- [EXERCISE] What inequality does the Riemann-like sum thread give for sin(x) on the interval [0,1]?

- [PASSAGE]
══════════
A rigorous proof for a Riemann-like sum

For any $x\in[0,1]$ we have $x-\frac{x^3}{6}\leq\sin(x)\leq x$. We have that $$ \lim_{n\to +\infty}\sum_{k=1}^{n}\sin\left(\frac{k}{n}\right)\frac{k}{n^2} = \int_{0}^{1}x\sin(x)\,dx = \sin(1)-\cos(1)\tag{1}$$ since $x\sin(x)$ is a continuous function on $[0,1]$, hence a Riemann-integrable function.
For the same reason $$ \lim_{n\to +\infty}\sum_{k=1}^{n}\sin\left(\frac{k}{n}\right)\frac{k^3}{n^4} = \int_{0}^{1}x^3\sin(x)\,dx = 5\cos(1)-3\sin(1)\tag{2}$$ hence $\sum_{k=1}^{n}\sin\left(\frac{k}{n}\right)\frac{k^3}{6n^6}=O\left(\frac{1}{n^2}\right)$ and we are allowed to simply replace $\sin\left(\frac{k}{n^2}\right)$ with $\frac{k}{n^2}$ in the given sum: the difference of the associated sums is negligible for large values of $n$.

This is similar to Jack D'Aurizio's answer, but I think it might be clearer to use big-O notation. Here we can use that $\sin(x)=x+O\!\left(x^3\right)$: $$ \begin{align} \lim_{n\to\infty}\sum_{k=1}^n\sin\left(\frac{k}{n}\right)\sin\left(\frac{k}{n^2}\right) &=\lim_{n\to\infty}\sum_{k=1}^n\sin\left(\frac{k}{n}\right)\left(\frac{k}{n^2}+O\left(\frac{k^3}{n^6}\right)\right)\\ &=\lim_{n\to\infty}\sum_{k=1}^n\sin\left(\frac{k}{n}\right)\frac{k}{n}\frac1n+\lim_{n\to\infty}O\left(\frac1{n^2}\sum_{k=1}^n\sin\left(\frac{k}{n}\right)\frac{k^3}{n^3}\frac1n\right)\\ &=\int_0^1\sin(x)\,x\,\mathrm{d}x+\lim_{n\to\infty}O\!\left(\frac1{n^2}\right)\int_0^1\sin(x)\,x^3\,\mathrm{d}x\\[3pt] &=\int_0^1\sin(x)\,x\,\mathrm{d}x\\[3pt] &=-\cos(1)+\int_0^1\cos(x)\,\mathrm{d}x\\[9pt] &=\sin(1)-\cos(1) \end{align} $$
══════════
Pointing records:
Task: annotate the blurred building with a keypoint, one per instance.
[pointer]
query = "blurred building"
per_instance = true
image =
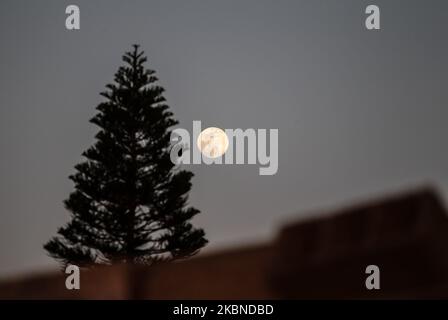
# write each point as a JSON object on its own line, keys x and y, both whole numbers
{"x": 405, "y": 235}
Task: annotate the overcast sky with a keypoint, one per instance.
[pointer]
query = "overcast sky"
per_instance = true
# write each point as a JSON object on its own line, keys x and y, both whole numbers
{"x": 360, "y": 113}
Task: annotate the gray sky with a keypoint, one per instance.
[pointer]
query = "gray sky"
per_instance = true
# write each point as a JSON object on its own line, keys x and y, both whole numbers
{"x": 360, "y": 113}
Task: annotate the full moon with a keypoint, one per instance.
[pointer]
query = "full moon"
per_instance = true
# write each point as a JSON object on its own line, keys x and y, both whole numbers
{"x": 213, "y": 142}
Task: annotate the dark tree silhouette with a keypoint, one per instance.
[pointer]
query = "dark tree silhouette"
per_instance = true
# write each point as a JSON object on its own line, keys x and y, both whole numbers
{"x": 130, "y": 200}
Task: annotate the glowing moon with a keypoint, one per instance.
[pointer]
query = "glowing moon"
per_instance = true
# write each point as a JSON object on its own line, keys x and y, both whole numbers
{"x": 213, "y": 142}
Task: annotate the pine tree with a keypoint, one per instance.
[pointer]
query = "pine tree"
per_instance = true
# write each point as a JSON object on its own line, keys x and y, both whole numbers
{"x": 130, "y": 200}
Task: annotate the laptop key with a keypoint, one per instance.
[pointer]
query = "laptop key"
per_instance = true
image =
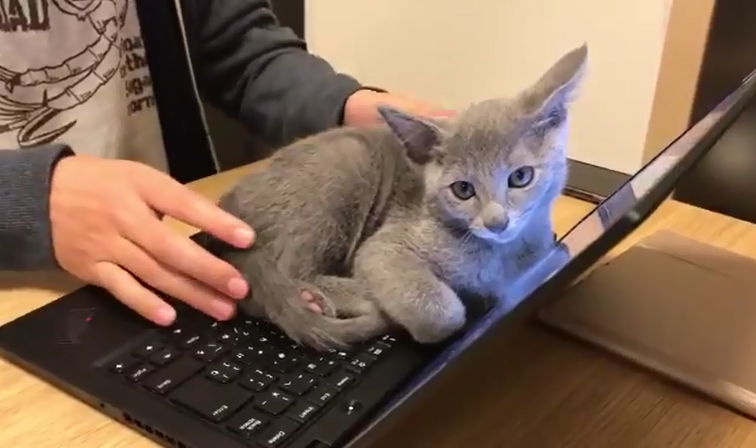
══════════
- [COMPLETE RESPONSE] For any x in [0,1], x − x³/6 ≤ sin(x) ≤ x.